◆ Objective: Collect every line among the rows below that contains the word "spiral", and copy each one out in full.

Stored items
══════════

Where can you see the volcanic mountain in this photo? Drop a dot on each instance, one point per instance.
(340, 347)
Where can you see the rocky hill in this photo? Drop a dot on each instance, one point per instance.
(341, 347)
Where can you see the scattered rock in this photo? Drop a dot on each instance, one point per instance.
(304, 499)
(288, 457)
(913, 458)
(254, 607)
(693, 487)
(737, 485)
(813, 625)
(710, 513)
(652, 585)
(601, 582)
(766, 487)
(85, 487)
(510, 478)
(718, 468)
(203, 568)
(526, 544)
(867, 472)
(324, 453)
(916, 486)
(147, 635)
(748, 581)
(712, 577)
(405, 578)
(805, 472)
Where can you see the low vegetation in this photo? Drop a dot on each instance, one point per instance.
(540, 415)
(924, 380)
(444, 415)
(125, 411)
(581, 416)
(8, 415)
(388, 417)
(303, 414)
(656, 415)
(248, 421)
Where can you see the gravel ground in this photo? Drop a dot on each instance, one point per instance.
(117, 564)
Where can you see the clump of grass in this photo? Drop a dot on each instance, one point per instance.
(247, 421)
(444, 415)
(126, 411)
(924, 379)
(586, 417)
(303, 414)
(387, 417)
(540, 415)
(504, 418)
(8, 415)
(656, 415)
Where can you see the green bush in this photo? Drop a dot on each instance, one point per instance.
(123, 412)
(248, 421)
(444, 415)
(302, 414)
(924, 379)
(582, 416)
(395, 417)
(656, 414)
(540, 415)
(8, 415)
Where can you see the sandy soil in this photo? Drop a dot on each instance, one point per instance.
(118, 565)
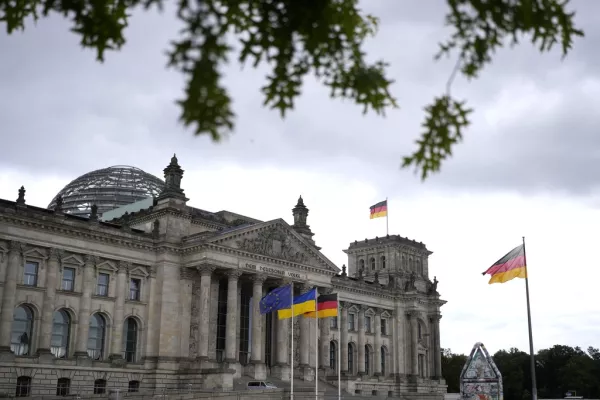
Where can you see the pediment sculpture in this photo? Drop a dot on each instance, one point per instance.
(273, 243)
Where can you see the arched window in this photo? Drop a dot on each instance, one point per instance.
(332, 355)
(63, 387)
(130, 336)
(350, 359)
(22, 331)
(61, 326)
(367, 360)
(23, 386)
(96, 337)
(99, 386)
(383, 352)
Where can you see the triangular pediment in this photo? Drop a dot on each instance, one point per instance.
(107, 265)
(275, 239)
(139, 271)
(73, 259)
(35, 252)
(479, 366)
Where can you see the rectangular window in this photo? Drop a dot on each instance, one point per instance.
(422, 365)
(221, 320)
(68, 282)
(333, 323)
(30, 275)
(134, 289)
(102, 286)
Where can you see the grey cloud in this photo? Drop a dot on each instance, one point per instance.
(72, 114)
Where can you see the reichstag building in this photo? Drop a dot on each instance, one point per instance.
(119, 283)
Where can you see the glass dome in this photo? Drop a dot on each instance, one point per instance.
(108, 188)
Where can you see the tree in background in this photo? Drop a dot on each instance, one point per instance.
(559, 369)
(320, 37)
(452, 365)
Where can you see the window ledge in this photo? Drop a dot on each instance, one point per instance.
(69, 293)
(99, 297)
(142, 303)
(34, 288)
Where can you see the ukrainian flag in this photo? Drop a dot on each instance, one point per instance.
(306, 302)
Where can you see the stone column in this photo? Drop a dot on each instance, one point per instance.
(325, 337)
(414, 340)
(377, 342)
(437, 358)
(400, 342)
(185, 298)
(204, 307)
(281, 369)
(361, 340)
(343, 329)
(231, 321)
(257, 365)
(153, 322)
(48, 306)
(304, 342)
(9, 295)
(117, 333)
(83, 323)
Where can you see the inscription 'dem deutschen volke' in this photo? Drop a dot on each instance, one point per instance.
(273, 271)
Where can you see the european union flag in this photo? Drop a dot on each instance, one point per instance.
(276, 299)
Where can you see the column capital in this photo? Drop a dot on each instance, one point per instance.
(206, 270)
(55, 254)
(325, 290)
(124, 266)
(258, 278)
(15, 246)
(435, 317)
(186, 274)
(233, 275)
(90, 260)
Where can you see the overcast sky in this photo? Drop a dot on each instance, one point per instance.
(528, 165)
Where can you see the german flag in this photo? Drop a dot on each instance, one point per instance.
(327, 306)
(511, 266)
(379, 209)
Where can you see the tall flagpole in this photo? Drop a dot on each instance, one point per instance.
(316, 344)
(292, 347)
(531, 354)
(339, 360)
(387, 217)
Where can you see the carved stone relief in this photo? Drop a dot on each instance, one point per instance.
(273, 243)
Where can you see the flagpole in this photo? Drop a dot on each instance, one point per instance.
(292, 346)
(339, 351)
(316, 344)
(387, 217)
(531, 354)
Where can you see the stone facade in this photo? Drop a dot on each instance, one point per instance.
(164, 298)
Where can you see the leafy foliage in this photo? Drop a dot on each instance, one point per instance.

══════════

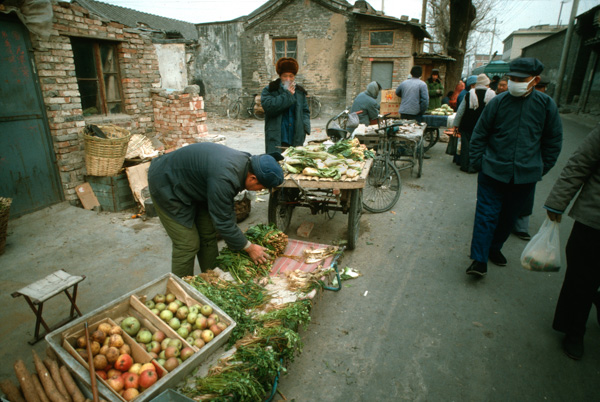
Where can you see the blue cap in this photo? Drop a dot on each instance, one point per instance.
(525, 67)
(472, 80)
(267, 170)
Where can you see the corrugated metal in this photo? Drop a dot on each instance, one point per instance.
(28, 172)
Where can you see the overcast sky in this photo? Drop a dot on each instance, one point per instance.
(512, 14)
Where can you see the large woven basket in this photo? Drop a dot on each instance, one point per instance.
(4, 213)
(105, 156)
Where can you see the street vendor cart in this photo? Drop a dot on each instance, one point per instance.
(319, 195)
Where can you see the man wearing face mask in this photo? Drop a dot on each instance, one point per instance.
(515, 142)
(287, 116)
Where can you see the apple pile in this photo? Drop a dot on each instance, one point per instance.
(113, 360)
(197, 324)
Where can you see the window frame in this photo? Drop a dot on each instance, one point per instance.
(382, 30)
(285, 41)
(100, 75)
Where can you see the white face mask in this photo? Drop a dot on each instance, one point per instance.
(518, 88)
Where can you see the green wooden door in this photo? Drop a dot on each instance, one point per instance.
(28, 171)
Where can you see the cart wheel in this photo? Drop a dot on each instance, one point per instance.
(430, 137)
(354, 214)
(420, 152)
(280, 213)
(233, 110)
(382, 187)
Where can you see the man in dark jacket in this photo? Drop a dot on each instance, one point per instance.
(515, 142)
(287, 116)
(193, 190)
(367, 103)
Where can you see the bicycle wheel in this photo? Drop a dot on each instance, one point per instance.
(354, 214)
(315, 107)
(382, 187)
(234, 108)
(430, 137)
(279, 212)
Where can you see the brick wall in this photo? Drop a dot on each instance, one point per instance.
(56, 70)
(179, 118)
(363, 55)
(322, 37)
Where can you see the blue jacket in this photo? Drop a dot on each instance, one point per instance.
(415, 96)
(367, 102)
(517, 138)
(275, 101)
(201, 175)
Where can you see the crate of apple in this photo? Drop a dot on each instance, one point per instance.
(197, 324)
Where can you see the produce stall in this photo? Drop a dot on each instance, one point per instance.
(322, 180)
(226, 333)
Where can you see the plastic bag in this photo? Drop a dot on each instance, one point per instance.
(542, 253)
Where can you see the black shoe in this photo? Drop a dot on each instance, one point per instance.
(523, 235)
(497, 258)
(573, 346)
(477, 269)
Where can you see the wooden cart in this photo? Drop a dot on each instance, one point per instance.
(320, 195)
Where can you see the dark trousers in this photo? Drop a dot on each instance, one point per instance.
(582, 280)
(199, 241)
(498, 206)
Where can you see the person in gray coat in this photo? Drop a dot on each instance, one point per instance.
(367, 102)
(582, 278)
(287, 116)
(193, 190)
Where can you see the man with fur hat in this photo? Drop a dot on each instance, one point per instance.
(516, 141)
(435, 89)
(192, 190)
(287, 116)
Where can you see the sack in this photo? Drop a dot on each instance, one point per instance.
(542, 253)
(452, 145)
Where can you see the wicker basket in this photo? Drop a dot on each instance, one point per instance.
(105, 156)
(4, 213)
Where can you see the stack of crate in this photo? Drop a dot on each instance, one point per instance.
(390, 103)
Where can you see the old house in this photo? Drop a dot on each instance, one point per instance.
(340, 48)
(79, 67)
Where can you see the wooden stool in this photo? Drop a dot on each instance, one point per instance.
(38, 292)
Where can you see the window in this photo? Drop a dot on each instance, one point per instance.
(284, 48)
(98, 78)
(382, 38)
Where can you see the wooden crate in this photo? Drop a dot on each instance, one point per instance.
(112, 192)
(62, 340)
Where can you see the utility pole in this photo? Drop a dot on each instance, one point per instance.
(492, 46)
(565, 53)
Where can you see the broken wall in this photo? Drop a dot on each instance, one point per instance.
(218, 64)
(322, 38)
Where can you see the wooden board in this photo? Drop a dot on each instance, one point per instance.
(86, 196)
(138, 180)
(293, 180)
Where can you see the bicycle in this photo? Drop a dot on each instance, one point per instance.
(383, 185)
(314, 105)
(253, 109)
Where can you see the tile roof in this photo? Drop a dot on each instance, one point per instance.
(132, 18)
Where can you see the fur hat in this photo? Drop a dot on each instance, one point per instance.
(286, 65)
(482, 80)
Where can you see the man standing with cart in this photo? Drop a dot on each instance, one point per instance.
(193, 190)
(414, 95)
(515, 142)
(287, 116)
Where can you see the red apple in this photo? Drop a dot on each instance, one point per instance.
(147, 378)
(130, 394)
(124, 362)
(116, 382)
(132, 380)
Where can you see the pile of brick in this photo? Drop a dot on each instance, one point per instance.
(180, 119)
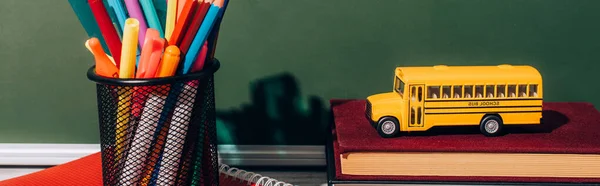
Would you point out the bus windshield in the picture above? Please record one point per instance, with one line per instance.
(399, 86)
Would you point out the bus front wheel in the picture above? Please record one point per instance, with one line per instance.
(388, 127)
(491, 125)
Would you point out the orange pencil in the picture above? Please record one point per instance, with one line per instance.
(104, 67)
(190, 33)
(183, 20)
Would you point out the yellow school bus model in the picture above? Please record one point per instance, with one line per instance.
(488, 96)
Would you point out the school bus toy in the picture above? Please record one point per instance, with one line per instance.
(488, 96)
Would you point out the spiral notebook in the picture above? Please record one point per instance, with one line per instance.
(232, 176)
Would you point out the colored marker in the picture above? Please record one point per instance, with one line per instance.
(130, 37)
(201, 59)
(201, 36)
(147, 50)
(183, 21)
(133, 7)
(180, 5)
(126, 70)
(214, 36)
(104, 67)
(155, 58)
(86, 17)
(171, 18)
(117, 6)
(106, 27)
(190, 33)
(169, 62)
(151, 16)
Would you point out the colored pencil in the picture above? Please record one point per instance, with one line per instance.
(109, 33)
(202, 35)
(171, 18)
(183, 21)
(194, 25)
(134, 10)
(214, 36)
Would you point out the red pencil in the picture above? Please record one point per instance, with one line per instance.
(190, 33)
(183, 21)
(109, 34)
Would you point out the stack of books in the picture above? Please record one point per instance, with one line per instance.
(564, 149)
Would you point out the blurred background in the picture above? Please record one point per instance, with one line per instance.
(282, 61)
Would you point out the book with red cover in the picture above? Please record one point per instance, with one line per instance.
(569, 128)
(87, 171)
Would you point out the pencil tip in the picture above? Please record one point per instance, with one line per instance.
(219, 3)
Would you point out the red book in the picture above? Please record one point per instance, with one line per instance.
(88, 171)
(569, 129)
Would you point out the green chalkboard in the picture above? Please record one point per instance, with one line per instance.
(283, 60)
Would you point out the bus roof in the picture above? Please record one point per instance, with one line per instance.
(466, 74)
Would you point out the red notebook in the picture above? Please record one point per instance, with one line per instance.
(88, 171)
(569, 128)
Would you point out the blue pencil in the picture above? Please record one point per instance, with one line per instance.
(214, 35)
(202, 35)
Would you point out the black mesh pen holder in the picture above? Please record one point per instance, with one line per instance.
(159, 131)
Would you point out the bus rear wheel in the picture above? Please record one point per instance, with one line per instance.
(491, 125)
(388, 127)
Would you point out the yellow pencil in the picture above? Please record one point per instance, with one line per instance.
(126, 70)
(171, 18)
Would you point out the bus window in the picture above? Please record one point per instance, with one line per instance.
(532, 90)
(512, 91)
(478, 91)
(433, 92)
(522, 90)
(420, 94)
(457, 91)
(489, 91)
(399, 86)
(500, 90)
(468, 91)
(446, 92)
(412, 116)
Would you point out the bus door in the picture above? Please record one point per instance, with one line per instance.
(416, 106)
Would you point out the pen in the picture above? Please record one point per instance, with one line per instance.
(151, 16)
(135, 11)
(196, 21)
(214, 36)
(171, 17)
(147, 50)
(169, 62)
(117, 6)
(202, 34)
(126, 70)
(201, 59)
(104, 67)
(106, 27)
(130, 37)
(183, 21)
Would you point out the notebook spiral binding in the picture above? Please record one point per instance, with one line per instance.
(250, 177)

══════════

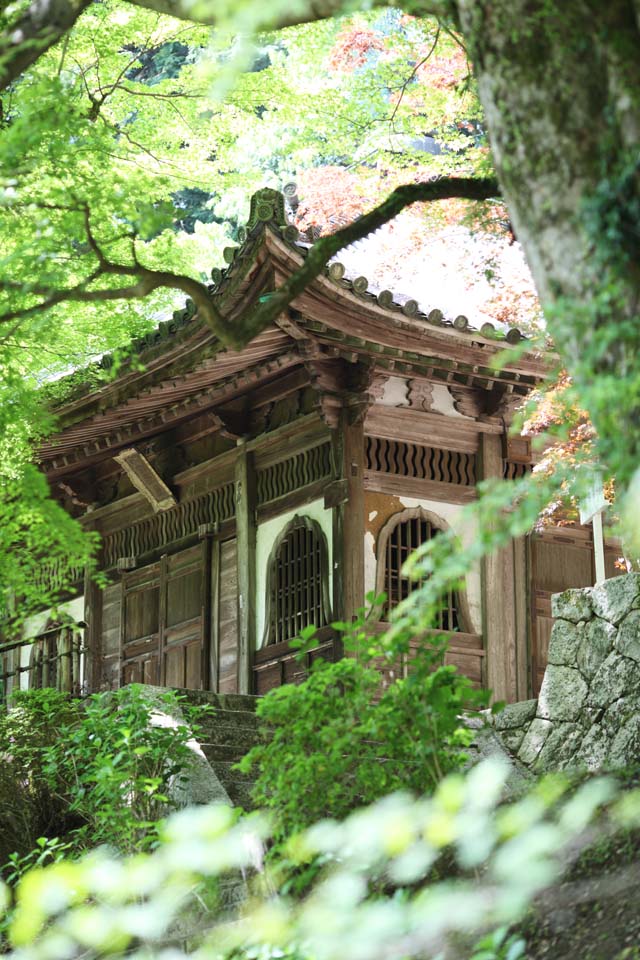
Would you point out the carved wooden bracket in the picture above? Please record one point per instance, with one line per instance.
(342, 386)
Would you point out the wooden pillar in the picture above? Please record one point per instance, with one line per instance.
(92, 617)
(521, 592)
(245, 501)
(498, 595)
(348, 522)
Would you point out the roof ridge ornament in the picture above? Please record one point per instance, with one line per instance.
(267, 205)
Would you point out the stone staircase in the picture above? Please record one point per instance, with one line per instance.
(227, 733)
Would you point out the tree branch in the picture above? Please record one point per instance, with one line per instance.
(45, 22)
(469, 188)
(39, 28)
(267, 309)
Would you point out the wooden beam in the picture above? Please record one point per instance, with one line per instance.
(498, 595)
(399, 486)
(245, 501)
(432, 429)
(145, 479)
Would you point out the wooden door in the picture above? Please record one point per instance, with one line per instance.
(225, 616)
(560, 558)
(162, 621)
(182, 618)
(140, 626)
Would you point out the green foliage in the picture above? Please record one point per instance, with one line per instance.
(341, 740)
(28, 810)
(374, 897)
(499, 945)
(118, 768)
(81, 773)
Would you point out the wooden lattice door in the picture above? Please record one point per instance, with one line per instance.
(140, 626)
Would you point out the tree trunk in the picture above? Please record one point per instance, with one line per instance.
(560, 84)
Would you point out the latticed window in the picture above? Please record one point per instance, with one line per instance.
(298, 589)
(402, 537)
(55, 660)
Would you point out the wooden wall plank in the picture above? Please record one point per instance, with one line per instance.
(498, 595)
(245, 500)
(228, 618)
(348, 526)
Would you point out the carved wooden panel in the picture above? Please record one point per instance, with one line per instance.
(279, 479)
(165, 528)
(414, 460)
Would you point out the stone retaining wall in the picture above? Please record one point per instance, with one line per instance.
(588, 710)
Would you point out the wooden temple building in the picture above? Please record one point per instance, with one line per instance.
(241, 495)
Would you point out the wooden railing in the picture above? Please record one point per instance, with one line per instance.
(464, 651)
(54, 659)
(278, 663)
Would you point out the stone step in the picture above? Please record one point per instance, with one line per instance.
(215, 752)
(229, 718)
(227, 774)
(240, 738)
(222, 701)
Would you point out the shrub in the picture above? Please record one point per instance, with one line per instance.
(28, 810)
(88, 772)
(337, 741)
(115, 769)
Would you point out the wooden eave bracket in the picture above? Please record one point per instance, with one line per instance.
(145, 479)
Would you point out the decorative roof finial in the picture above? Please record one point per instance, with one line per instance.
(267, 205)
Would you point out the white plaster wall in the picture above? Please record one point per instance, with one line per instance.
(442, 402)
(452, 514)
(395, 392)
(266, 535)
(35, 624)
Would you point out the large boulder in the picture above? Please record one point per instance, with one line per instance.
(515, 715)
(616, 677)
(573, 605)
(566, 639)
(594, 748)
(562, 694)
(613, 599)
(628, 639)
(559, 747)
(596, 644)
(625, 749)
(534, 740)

══════════

◆ Solved problem:
Would you point out the spiral notebook in the picture above? Please record one point per instance, with one line per instance.
Would you point out the notebook spiral binding in the picture above? Please record one point per instance, with one line per instance.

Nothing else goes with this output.